Passage provided –
Since independence, of course for historic reasons, the Saffron parties as well as media have played a partisan role in this regard. What was left undone by them, was completed, and is being completed, by the sections of the partially blind executive.
LATEST EXAMPLE
The latest example of the innate bias and prejudice on the part of some of our radical police officers is covering the heads of three Muslim accused in the Delhi blasts with the scarves used by Imams and Islamic theologians all over the Muslim world, especially Saudi Arabia. To the Muslim leadership, it was yet another essay in defaming Islam and Muslims. This less-than-fair strategy to deal with a self-respecting community passes our commonsense. In the eyes of our Supreme Court, even an accused of say murder, rape, embezzlement, etc. does not cease to enjoy fundamental or human right. And even a convict enjoys those rights. But our arrogant, trigger-happy sections of Police have no idea about these provisions.

Data rows –

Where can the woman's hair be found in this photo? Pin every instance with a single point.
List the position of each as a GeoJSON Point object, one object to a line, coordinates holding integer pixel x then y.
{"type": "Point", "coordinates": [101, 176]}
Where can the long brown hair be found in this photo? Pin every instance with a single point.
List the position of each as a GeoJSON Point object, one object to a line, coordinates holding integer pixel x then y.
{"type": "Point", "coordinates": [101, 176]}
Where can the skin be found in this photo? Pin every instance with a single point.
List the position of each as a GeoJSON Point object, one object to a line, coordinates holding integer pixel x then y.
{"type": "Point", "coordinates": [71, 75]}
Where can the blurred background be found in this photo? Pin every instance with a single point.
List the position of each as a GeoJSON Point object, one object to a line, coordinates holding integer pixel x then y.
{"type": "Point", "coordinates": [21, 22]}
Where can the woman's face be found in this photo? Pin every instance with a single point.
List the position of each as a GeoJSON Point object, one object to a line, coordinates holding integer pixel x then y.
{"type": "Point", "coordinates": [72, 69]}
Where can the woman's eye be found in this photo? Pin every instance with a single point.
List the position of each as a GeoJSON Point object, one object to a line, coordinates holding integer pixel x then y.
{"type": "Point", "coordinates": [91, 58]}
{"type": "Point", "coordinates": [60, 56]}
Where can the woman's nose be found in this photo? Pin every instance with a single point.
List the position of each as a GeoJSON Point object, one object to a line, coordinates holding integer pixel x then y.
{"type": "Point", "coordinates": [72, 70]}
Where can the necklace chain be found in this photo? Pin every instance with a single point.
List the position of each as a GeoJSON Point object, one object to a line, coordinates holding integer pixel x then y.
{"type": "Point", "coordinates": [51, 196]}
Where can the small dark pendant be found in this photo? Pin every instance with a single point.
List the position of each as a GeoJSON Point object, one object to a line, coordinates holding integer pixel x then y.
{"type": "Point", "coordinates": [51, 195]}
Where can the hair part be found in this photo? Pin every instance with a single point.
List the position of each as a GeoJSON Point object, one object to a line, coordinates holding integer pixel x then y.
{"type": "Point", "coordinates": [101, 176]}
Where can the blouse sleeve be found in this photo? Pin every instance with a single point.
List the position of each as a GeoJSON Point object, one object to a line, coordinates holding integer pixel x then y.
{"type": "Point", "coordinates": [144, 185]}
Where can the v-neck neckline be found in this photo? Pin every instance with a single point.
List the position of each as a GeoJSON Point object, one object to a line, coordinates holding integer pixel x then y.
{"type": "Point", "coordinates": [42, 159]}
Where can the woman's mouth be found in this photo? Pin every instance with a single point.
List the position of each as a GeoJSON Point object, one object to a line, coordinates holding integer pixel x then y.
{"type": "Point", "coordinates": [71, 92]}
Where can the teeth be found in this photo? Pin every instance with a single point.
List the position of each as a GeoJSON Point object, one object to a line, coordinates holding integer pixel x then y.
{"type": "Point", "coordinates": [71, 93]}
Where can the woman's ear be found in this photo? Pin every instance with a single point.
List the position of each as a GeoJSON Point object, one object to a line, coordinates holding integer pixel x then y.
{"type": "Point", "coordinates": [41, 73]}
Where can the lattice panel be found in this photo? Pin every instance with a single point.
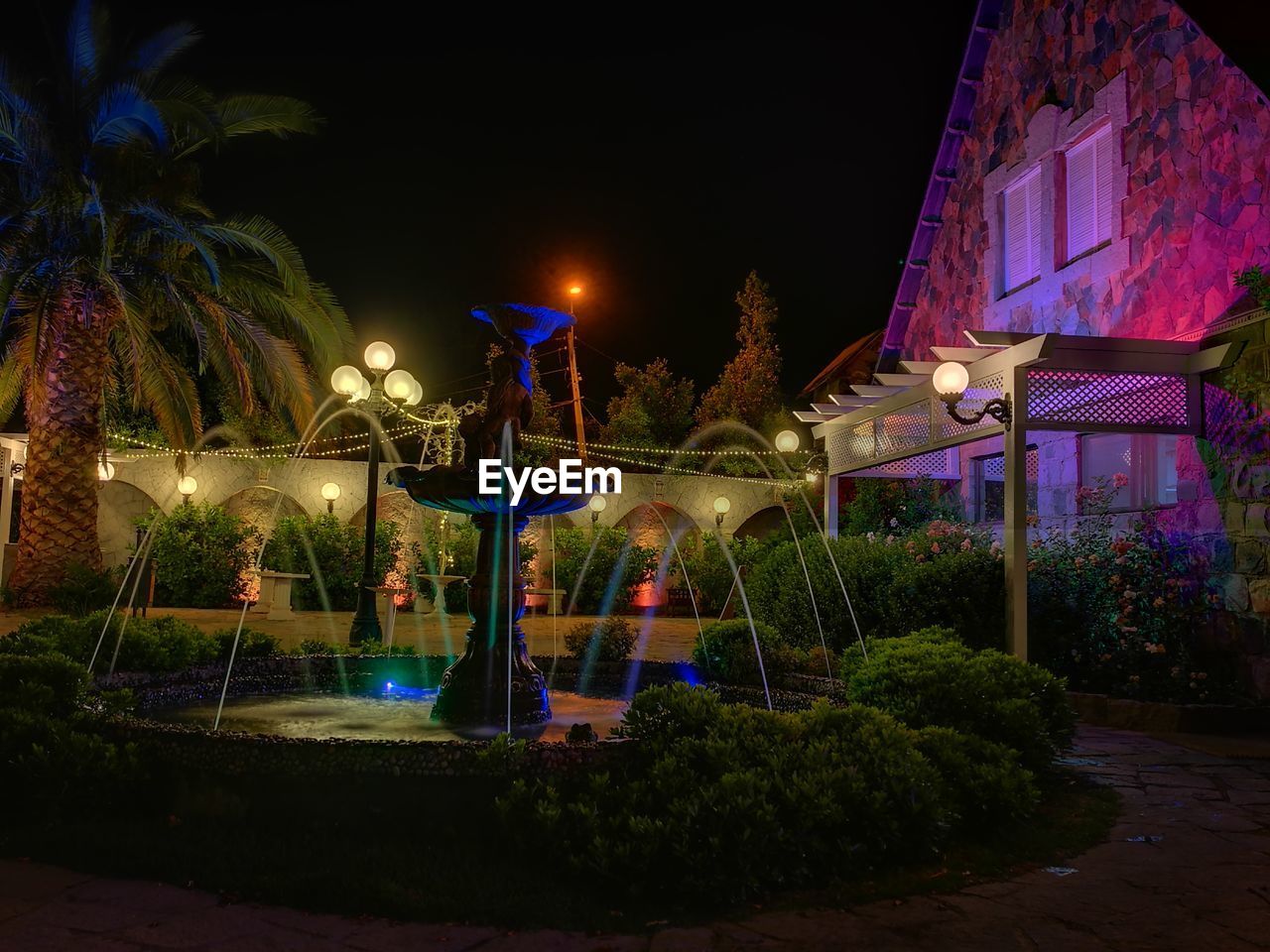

Exercises –
(a) In the passage on police treatment of Muslim suspects, translate this sentence into French: "In the eyes of our Supreme Court, even an accused of say murder, rape, embezzlement, etc. does not cease to enjoy fundamental or human right."
(b) Carry the passage on police treatment of Muslim suspects forward from its last sentence.

Replies –
(a) Aux yeux de notre Cour suprême, même une personne accusée, par exemple, de meurtre, de viol, de détournement de fonds, etc., ne cesse pas de jouir des droits fondamentaux ou des droits de l'homme.

(b)
SILVER LINING
In this depressing backdrop, it is a matter of great satisfaction that the otherwise secular Bharat has also downright honest, straightforward, and sincere Hindu brethren who have never disappointed Muslims. They have stood like a rock with the aggrieved and vigorously pleaded their case at various fora. They are a silver-lining in the otherwise dark clouds. The current hoo-ha on the so-called “Islamic Terrorism” is a case in point.
In a 1,400-word article, Mr. Harsh Mander writes in The Hindu (September 21): “Millions of men and women, merely because they happen to be born into Muslim homes – believers and non-believers, students, working people, home makers and the aged, the wealthy and the impoverished – are all, with each blast, dragged into the dock of the hearts and minds of people of other religious persuasions. Here they are charged with guilt at least of solidarity if not active complicity for the horrible crimes that the overwhelming majority of them intensely abhor. They find their eyes lowered, their spirit crushed, for heinous offences which they oppose no less than their neighbours. This labelling and blanket condemnation of people merely because of their Muslim identities – now a global phenomenon – is not confined to lay people. It extends more dangerously to how States respond to terror attacks, in effect holding the entire Muslim community guilty unless they can prove their innocence.”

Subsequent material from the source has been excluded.